**What is required:**
Return each line of the data below that contains the word "Pinpoint".

**Data:**
|---|

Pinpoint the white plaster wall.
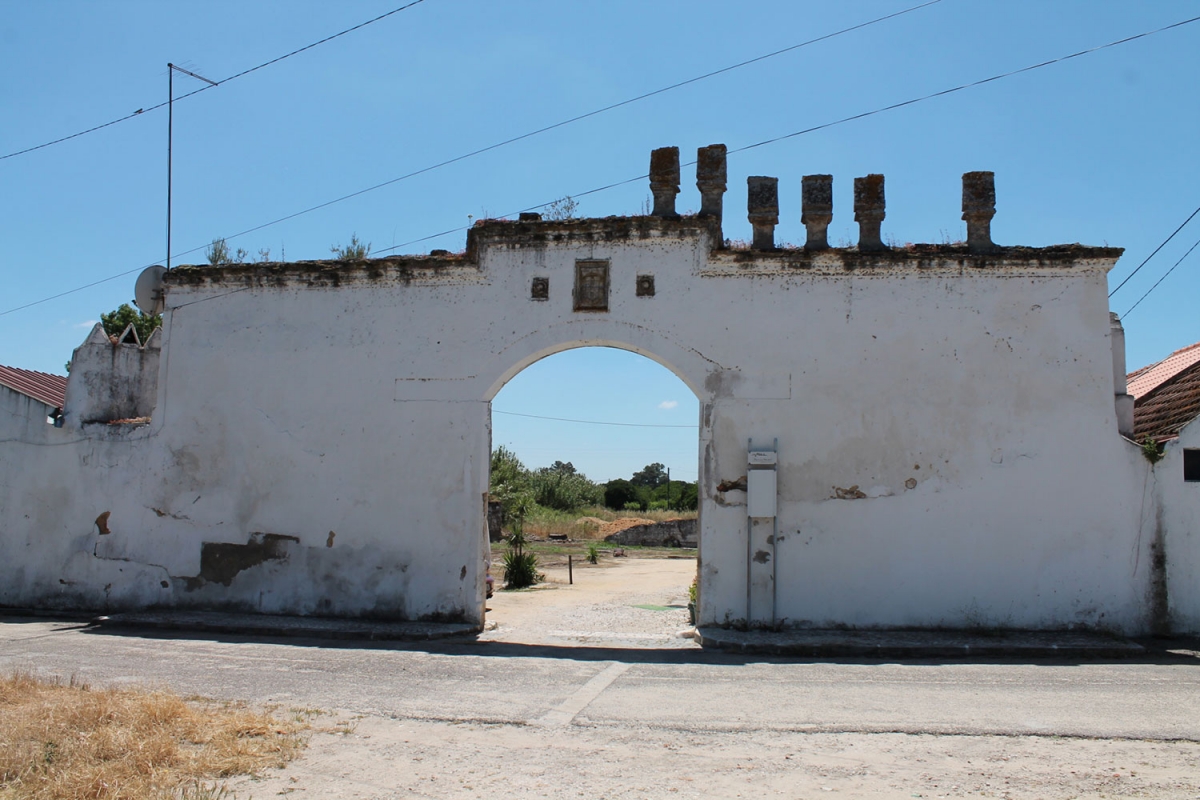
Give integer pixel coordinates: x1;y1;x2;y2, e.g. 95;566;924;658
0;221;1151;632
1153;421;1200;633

|---|

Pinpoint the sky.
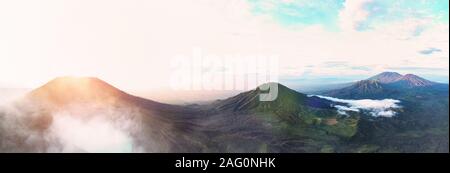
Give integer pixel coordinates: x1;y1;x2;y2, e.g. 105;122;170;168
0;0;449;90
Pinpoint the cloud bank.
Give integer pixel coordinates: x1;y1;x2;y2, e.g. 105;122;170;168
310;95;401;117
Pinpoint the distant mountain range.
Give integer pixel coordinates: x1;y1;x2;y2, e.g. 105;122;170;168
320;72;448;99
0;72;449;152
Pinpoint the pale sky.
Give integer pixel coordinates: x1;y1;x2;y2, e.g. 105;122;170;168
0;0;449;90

|---|

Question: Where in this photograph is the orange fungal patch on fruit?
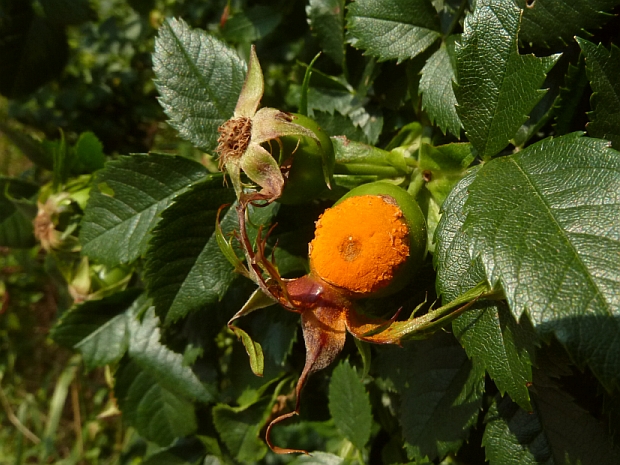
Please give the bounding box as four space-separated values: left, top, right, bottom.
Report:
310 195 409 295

|---|

**Solution to this task:**
Pinpoint the white plaster wall.
Pinpoint the sky.
Pinpoint the cloud bank.
Pinpoint the distant mountain range.
Pinpoint the pale sky.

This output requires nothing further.